## Given instruction
Report every line of the listing below that contains the string "target". Uppercase and lowercase letters count as different.

Records taken from a collection:
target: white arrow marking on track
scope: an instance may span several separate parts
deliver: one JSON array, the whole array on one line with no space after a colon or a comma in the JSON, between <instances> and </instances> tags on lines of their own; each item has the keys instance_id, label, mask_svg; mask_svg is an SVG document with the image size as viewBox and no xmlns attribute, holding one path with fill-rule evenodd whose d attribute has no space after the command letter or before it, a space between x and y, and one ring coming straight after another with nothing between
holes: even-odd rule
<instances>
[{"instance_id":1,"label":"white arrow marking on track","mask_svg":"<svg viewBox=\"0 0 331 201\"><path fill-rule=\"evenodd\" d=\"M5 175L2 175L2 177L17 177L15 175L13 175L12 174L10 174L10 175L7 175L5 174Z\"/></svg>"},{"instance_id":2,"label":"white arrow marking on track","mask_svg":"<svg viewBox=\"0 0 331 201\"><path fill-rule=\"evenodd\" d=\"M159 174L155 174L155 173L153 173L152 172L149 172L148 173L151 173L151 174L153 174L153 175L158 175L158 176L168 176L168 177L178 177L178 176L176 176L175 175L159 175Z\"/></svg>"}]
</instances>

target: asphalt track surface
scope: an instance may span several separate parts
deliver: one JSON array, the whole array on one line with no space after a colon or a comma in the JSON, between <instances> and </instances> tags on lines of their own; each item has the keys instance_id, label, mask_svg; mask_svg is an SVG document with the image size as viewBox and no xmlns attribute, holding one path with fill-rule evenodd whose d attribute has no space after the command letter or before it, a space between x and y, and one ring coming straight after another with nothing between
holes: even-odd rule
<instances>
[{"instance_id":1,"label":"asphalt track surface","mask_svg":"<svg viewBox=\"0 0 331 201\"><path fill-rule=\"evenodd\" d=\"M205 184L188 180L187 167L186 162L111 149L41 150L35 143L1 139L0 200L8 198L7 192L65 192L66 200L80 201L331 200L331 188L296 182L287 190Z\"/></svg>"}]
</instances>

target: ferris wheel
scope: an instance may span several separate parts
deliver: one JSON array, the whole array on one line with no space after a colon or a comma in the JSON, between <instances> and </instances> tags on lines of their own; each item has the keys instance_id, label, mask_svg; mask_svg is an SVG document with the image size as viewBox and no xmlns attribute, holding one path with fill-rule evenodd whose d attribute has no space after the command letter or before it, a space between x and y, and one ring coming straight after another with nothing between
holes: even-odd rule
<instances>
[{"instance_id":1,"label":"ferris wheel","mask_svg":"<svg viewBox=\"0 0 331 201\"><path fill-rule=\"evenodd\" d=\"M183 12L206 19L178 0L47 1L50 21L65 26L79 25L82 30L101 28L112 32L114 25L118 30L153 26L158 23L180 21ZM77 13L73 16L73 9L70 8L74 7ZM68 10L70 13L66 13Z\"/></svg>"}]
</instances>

## Response to this exercise
target: white arrow marking on track
target: asphalt track surface
target: ferris wheel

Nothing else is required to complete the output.